Instructions for the task:
Recast the records below as a Markdown table with two columns, Row and Text, giving each non-blank line its own numbered row and leaving out blank lines.
# # # # # # #
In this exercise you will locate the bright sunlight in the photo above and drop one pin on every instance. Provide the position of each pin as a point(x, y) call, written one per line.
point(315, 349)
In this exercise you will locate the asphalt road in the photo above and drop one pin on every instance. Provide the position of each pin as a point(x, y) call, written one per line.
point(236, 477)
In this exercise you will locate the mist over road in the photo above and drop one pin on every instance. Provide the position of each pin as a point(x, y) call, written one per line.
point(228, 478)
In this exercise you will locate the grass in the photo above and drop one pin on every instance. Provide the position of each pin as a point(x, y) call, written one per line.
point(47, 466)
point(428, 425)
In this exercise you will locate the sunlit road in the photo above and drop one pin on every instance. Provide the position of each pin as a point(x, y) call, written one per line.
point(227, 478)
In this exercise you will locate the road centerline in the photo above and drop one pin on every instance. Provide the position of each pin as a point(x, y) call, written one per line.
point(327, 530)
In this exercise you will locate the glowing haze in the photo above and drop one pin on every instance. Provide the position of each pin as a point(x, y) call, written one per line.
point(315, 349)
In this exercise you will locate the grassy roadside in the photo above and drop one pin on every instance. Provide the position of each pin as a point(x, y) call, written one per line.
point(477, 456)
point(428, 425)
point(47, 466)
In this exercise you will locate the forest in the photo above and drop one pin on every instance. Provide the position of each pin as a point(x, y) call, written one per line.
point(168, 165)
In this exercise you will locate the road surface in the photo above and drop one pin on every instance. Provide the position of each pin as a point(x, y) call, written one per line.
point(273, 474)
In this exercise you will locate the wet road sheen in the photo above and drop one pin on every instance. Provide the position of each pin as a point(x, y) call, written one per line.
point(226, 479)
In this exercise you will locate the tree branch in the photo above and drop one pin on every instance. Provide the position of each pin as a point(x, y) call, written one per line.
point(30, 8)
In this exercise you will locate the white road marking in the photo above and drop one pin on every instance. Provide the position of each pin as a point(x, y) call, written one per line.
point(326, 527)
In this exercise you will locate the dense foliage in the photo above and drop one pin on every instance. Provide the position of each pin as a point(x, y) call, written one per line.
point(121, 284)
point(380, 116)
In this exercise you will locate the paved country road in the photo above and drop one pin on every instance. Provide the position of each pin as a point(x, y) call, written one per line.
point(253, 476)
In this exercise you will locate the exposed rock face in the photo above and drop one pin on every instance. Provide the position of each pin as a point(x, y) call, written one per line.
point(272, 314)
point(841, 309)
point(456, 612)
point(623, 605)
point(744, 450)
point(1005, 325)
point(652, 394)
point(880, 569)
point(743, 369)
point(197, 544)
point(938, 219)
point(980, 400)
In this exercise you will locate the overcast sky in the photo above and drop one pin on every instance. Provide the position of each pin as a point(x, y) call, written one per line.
# # # # # # #
Task response:
| Row | Text |
|---|---|
| 1 | In this exercise you will locate the bright sunlight in the photo above and drop one pin on every instance. Provide the position of each pin as a point(x, y) call, written one per line. |
| 2 | point(315, 349) |
| 3 | In this exercise you will locate the asphalt road in the photo above and drop one pin on every instance. Provide the position of each pin as a point(x, y) call, written one per line. |
| 4 | point(236, 477) |
| 5 | In this exercise you will locate the mist over road in the photo above and drop one pin on every instance. Provide the position of each pin as a point(x, y) call, written one per line. |
| 6 | point(228, 478) |
| 7 | In this exercise you will locate the grass in the photo above and drop one pin on every instance. Provide the position of each pin as a point(x, y) call, written one per line. |
| 8 | point(47, 466) |
| 9 | point(428, 425) |
| 10 | In this exercise you will locate the sunlit road in the photo above and drop one pin on every instance. Provide the position of each pin as a point(x, y) call, written one per line. |
| 11 | point(227, 478) |
| 12 | In this exercise you will locate the road centerline in the photo above and drop one pin on every instance. Provide the position of each pin as a point(x, y) call, written one per line. |
| 13 | point(327, 530) |
| 14 | In this exercise you will locate the glowing haze in the photo above and drop one pin on every instance. Provide the position of each pin as a point(x, y) call, written one per line. |
| 15 | point(315, 349) |
| 16 | In this exercise you will locate the grassy roadside in the photo above and drop one pin on every instance. Provide the position of each pin as a point(x, y) call, written one per line. |
| 17 | point(477, 456) |
| 18 | point(428, 425) |
| 19 | point(47, 466) |
| 20 | In this exercise you will locate the forest in the photo above and drop one pin on every instance. Provide the position of each pin as a point(x, y) call, written one per line. |
| 21 | point(168, 165) |
| 22 | In this exercise you will locate the road surface in the photo above and drop one pin on every instance. Provide the position of each pin as a point(x, y) call, written one per line. |
| 23 | point(273, 474) |
| 24 | In this exercise you will locate the wet road sheen in the photo above and drop one pin on every instance. Provide the position of each pin as a point(x, y) call, written one per line. |
| 25 | point(226, 479) |
| 26 | In this exercise you will locate the tree branch in the photo above and drop one pin on every instance. Provide the position of each pin as a point(x, y) call, written one per line. |
| 27 | point(30, 8) |
| 28 | In this exercise you will locate the white road marking in the photo above and drop one pin on every instance. Provide the position of each pin as a point(x, y) call, written one per line. |
| 29 | point(326, 527) |
| 30 | In this exercise you will locate the dense foliage in the photo above and drop one pin on every instance. Provide the position of each pin as a point(x, y) call, written one per line. |
| 31 | point(121, 284) |
| 32 | point(380, 116) |
| 33 | In this exercise you will locate the paved country road in the photo above and drop one pin on every instance. Provide the position of each pin as a point(x, y) call, written one per line. |
| 34 | point(253, 476) |
| 35 | In this exercise you will locate the exposed rock face in the photo above and drop one pin on every instance. Provide the position of each pin as a point(x, y) call, written one per line. |
| 36 | point(272, 314) |
| 37 | point(841, 309) |
| 38 | point(456, 612) |
| 39 | point(623, 605) |
| 40 | point(744, 450) |
| 41 | point(1005, 325) |
| 42 | point(652, 394) |
| 43 | point(880, 569) |
| 44 | point(743, 369) |
| 45 | point(197, 544) |
| 46 | point(938, 219) |
| 47 | point(980, 400) |
| 48 | In this exercise you will locate the overcast sky in the photo above and drop one pin on every instance. Provide the position of each pin as a point(x, y) call, written one per line. |